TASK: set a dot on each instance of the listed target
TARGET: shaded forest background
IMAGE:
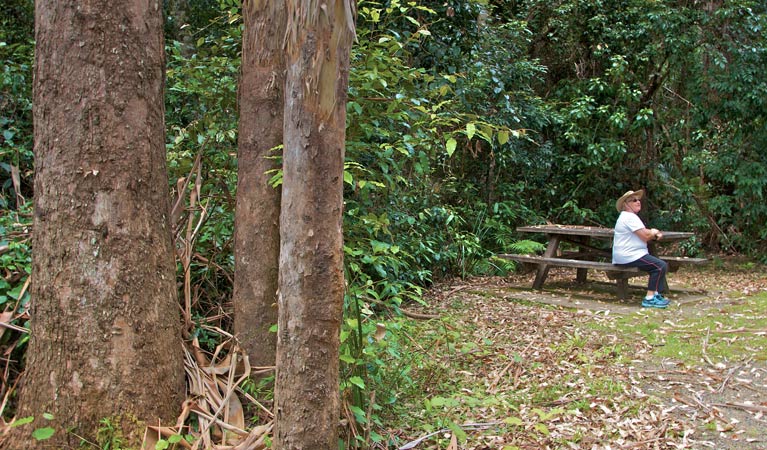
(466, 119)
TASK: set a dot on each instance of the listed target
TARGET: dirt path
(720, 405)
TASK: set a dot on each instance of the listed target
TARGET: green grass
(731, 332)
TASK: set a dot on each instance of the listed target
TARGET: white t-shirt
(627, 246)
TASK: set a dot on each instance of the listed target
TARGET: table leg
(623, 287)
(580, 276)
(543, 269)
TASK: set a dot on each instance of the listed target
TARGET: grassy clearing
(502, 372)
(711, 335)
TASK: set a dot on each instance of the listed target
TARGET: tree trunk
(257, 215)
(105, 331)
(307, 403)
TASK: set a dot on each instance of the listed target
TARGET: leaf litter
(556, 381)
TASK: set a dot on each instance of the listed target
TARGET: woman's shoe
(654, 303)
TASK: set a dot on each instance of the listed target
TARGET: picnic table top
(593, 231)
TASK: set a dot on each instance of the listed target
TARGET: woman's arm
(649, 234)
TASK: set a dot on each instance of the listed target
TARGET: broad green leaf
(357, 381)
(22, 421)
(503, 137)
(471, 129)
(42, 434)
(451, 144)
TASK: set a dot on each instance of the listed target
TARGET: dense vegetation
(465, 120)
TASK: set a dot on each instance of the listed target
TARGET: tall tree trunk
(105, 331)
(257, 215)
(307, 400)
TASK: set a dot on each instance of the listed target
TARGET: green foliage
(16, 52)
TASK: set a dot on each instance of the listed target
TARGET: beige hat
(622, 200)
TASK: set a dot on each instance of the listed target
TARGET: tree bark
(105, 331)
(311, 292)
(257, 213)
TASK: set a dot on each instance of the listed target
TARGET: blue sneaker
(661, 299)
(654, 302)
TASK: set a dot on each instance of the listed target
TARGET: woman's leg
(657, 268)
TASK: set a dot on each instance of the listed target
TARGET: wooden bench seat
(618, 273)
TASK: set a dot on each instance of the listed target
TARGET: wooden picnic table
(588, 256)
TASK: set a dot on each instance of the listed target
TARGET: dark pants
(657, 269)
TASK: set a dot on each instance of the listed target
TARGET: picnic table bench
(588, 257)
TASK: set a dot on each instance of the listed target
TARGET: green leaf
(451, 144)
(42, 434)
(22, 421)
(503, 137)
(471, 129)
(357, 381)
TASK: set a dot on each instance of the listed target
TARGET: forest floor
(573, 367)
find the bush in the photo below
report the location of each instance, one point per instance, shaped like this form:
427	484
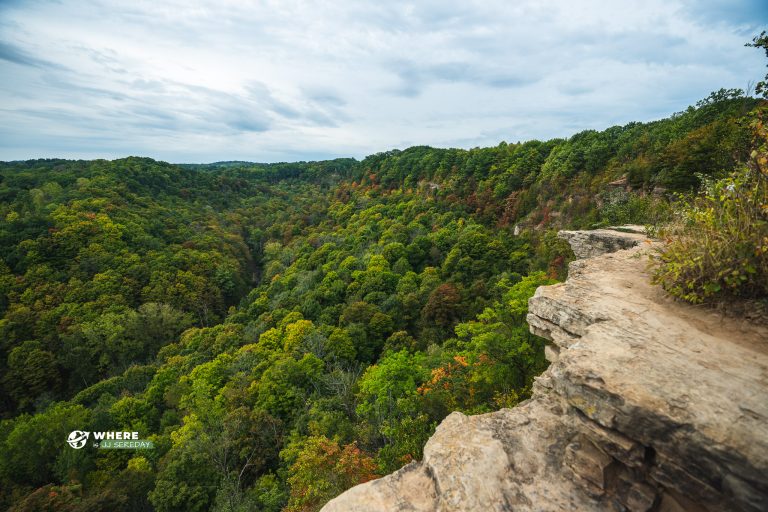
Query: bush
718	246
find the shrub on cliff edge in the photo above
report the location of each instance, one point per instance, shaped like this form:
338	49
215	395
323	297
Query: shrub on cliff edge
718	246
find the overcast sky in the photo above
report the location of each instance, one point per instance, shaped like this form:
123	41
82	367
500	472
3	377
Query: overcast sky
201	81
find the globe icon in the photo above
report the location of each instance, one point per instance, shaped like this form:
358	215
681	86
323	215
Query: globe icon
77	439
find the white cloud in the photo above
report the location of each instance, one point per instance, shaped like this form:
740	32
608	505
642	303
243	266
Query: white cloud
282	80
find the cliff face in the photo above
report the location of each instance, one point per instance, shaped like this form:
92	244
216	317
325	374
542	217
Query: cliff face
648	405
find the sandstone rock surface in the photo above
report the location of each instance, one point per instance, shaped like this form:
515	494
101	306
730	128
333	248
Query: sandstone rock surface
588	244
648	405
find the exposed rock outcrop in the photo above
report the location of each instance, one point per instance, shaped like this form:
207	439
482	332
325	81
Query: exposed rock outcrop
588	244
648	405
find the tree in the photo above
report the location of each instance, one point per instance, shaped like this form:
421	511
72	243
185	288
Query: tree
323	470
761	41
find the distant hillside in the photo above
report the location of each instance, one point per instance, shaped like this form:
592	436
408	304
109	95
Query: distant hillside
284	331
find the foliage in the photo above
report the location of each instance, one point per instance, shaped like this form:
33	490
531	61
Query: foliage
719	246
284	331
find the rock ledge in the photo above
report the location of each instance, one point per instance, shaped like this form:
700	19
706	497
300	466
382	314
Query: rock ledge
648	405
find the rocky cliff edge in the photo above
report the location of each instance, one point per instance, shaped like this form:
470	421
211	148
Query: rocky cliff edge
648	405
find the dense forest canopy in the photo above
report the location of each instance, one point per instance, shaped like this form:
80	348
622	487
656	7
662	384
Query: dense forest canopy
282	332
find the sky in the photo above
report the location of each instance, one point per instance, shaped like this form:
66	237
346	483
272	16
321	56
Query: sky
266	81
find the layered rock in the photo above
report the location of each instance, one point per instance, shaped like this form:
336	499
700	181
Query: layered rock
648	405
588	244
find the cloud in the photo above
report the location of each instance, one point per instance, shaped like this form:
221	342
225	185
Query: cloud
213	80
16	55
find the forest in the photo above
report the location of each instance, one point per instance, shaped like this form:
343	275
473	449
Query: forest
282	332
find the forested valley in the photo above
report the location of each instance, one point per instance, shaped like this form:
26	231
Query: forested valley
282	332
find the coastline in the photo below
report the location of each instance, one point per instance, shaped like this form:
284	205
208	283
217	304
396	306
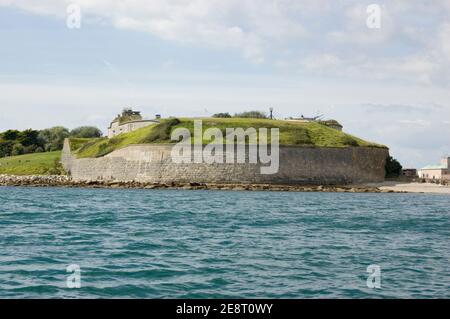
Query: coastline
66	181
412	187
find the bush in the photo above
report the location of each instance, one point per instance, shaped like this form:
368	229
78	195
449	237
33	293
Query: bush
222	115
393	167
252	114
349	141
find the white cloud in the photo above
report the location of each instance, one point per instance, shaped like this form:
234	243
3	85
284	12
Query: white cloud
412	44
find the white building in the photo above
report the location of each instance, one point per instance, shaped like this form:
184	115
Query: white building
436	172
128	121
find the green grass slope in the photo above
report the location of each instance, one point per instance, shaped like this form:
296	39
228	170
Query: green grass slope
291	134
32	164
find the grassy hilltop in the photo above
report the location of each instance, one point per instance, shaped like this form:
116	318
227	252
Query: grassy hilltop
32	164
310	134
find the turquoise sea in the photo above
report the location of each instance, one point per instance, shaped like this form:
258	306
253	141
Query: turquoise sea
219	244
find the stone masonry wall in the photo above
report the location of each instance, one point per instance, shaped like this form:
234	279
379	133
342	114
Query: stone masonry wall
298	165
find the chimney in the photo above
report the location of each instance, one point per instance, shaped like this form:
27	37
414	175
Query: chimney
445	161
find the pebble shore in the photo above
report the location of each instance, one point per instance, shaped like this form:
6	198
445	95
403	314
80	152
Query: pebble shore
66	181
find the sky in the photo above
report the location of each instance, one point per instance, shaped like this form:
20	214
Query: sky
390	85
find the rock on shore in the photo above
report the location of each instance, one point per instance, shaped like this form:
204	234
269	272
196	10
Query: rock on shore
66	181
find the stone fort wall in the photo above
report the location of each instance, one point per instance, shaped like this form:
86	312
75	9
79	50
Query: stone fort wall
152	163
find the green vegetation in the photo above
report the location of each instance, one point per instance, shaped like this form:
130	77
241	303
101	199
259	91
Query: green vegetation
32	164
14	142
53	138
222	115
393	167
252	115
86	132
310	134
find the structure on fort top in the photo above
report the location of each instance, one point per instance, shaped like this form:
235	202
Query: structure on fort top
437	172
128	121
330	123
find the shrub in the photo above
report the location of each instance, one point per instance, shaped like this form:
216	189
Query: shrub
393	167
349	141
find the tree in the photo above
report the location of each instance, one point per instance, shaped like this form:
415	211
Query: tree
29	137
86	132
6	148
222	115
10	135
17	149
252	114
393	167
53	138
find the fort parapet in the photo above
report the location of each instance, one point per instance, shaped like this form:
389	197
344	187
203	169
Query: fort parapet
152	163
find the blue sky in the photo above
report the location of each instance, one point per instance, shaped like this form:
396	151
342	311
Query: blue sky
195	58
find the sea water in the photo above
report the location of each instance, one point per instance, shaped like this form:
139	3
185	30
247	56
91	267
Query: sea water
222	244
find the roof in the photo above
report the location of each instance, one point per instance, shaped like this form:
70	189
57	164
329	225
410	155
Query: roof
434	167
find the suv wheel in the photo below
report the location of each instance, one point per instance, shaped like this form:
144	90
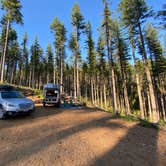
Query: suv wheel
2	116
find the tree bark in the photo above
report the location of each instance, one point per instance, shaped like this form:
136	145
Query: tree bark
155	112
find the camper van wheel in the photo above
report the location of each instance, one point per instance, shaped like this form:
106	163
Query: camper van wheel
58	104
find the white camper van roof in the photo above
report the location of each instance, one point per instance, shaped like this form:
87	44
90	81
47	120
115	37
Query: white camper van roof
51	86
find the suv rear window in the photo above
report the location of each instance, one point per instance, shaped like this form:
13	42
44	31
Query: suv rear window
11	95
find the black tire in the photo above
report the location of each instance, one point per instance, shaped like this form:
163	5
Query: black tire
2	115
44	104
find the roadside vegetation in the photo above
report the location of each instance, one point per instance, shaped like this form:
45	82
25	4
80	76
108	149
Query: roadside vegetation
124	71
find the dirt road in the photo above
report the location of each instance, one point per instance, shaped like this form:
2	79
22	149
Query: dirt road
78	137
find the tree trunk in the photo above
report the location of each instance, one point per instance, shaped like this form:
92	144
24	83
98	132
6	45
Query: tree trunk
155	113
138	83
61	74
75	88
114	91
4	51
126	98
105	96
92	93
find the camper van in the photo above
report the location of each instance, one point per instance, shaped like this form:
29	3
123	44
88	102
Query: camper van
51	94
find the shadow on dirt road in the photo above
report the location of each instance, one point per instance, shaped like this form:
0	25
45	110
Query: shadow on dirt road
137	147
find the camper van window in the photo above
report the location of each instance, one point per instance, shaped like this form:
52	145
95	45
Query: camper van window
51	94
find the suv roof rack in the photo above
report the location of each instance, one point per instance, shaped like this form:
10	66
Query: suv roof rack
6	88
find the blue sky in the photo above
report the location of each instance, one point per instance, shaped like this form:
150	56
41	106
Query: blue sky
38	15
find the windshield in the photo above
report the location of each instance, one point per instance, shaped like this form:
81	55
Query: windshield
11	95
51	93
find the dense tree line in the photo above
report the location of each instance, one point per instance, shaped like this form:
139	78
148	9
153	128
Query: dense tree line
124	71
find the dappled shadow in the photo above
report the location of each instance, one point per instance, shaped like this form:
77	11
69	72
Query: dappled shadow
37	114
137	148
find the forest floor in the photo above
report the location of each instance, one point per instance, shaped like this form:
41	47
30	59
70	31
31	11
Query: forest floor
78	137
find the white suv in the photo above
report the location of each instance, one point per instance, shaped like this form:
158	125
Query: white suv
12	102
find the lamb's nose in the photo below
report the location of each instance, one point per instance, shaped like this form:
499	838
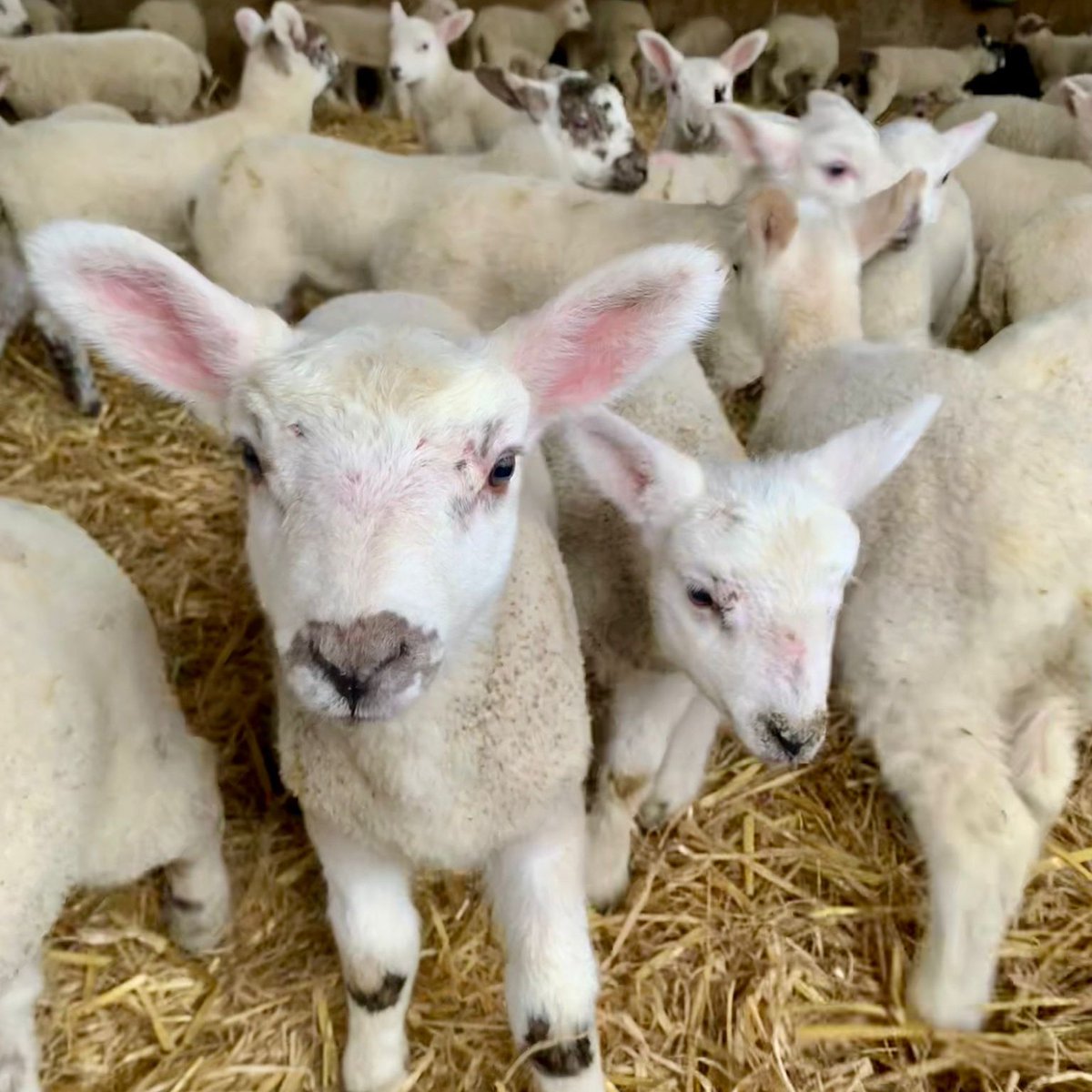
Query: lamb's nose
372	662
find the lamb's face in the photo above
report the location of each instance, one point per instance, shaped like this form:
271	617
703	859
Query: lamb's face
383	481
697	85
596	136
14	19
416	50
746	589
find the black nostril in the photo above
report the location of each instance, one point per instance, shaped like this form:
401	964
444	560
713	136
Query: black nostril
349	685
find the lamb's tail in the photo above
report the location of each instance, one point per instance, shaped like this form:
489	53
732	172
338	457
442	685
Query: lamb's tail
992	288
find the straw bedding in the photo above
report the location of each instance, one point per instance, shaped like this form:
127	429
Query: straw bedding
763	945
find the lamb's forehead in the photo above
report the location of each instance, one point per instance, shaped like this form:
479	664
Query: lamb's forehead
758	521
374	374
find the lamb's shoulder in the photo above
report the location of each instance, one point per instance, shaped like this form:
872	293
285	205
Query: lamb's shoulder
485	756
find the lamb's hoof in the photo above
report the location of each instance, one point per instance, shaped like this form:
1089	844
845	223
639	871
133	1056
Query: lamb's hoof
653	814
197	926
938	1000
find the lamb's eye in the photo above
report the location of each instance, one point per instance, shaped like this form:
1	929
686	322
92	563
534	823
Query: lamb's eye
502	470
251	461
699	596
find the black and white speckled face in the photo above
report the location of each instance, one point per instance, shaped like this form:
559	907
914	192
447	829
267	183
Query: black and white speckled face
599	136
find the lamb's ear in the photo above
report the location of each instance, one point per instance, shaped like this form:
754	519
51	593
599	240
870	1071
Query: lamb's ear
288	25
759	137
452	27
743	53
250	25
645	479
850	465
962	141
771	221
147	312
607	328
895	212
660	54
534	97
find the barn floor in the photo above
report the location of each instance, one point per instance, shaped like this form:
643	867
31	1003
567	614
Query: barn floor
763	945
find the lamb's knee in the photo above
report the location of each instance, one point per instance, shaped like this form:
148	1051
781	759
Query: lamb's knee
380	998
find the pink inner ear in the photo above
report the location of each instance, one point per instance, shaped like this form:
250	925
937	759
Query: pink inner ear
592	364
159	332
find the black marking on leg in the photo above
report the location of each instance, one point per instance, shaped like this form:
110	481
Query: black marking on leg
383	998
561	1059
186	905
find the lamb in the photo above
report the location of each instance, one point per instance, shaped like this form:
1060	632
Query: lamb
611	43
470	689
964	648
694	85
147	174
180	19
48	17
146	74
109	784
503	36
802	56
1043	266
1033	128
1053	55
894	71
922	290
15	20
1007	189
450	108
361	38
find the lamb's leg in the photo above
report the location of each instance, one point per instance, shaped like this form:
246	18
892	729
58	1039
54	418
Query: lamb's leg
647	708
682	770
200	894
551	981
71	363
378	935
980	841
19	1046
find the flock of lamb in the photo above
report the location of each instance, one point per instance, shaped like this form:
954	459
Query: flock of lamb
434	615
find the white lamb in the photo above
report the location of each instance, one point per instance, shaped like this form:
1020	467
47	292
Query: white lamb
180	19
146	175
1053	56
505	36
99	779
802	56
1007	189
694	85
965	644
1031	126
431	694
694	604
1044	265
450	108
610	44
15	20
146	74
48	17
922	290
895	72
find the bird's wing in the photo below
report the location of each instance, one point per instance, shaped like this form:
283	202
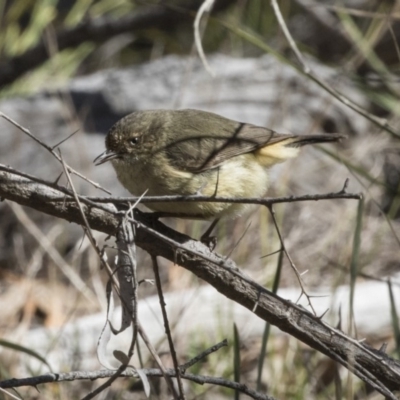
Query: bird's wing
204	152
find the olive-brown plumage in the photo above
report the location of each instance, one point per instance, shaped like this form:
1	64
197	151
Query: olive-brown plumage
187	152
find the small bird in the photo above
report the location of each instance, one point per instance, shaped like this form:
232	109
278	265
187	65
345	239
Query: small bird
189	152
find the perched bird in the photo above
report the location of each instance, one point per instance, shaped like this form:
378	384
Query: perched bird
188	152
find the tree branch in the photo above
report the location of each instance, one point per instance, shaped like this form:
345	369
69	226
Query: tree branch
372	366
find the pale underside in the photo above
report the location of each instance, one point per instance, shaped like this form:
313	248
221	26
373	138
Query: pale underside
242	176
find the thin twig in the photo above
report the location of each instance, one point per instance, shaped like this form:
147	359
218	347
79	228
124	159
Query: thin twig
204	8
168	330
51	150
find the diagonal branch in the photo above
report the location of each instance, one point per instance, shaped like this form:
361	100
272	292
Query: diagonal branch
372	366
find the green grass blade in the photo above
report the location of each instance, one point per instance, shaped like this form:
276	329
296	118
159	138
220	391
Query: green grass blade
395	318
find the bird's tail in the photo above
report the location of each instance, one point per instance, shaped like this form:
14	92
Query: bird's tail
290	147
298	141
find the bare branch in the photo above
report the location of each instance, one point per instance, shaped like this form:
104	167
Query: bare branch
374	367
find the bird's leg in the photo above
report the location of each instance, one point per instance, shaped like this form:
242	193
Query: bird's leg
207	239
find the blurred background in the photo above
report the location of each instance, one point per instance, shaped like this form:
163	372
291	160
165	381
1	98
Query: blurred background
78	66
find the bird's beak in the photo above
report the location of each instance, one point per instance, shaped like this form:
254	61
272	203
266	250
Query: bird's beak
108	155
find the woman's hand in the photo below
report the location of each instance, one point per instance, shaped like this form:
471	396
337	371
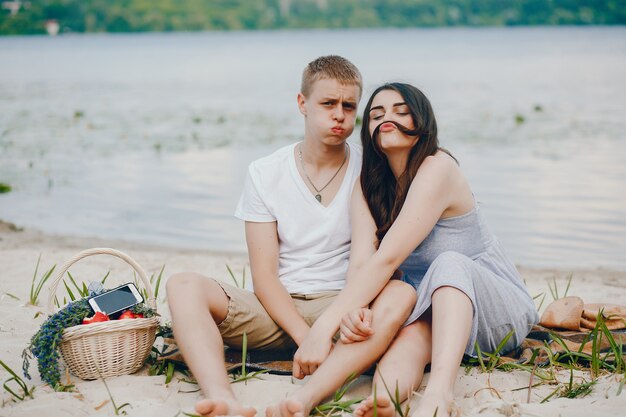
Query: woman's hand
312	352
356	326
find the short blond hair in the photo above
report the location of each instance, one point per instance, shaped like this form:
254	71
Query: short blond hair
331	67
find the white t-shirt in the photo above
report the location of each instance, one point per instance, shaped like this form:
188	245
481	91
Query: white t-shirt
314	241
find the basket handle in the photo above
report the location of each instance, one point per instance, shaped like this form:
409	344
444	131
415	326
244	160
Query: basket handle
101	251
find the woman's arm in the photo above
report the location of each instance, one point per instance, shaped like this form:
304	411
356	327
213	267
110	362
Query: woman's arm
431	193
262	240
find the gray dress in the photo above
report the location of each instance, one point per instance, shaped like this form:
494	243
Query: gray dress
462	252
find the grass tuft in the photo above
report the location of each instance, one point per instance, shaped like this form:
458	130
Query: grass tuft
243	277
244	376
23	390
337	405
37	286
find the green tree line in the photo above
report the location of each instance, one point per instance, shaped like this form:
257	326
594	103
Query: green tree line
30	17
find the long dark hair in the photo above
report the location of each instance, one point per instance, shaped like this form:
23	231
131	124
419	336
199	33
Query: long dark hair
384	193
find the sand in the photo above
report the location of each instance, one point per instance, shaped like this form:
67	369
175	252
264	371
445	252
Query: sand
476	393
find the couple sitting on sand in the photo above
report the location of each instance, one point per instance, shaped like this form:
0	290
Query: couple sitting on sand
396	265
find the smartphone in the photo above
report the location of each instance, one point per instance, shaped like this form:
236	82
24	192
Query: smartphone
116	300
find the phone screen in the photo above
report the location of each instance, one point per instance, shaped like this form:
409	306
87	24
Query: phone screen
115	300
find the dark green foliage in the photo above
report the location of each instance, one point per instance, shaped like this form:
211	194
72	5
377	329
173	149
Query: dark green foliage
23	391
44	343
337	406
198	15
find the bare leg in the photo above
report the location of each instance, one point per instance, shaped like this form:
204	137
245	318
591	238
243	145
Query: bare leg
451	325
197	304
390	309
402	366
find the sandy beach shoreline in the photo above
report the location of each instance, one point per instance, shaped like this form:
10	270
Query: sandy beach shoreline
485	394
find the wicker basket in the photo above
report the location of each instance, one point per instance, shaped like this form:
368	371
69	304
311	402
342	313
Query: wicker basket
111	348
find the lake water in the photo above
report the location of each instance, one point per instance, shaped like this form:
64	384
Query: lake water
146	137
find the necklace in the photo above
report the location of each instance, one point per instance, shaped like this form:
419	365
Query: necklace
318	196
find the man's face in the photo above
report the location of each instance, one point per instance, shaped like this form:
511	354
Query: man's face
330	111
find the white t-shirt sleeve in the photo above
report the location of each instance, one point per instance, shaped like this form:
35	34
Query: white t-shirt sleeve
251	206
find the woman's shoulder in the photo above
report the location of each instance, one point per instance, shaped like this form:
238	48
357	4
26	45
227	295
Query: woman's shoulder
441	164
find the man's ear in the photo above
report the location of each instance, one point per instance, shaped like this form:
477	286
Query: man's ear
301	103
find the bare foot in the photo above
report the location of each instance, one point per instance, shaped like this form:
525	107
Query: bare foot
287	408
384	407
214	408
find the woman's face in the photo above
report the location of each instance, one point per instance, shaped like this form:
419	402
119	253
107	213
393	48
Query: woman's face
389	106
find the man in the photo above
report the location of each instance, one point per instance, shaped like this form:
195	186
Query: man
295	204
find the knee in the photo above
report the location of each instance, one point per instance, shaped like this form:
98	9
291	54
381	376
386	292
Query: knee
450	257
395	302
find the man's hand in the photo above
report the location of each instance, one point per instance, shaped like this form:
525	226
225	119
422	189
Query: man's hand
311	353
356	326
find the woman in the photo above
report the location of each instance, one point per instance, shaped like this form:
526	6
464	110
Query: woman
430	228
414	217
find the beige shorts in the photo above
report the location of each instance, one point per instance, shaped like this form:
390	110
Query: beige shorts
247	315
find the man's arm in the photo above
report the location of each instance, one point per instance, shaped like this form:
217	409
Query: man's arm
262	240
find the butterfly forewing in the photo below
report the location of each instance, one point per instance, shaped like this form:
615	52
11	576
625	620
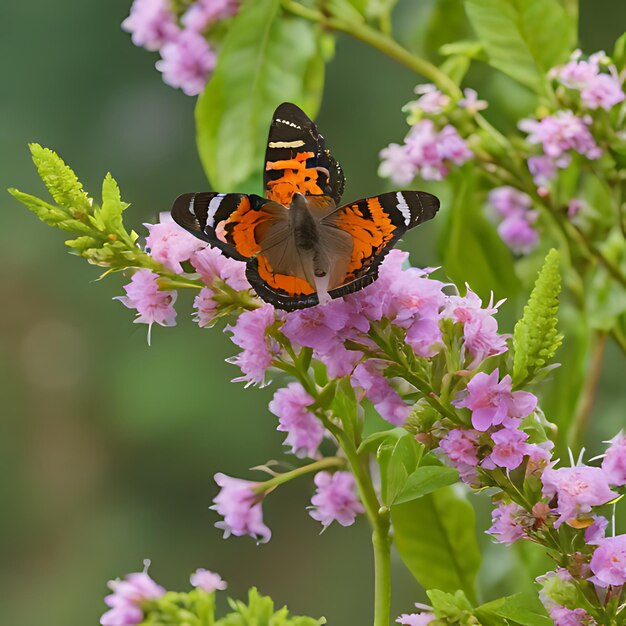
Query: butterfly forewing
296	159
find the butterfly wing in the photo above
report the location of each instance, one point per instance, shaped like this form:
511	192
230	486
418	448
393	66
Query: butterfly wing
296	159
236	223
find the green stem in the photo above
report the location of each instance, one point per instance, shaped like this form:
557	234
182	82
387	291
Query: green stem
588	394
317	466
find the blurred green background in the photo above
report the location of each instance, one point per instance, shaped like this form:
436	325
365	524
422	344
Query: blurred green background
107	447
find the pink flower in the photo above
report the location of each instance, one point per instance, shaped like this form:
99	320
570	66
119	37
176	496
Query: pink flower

• [Task]
Where does the string "flower" appear in the records above? Return every line that holds it.

• [Written solution]
find the pink flower in the photo above
Query: pink flower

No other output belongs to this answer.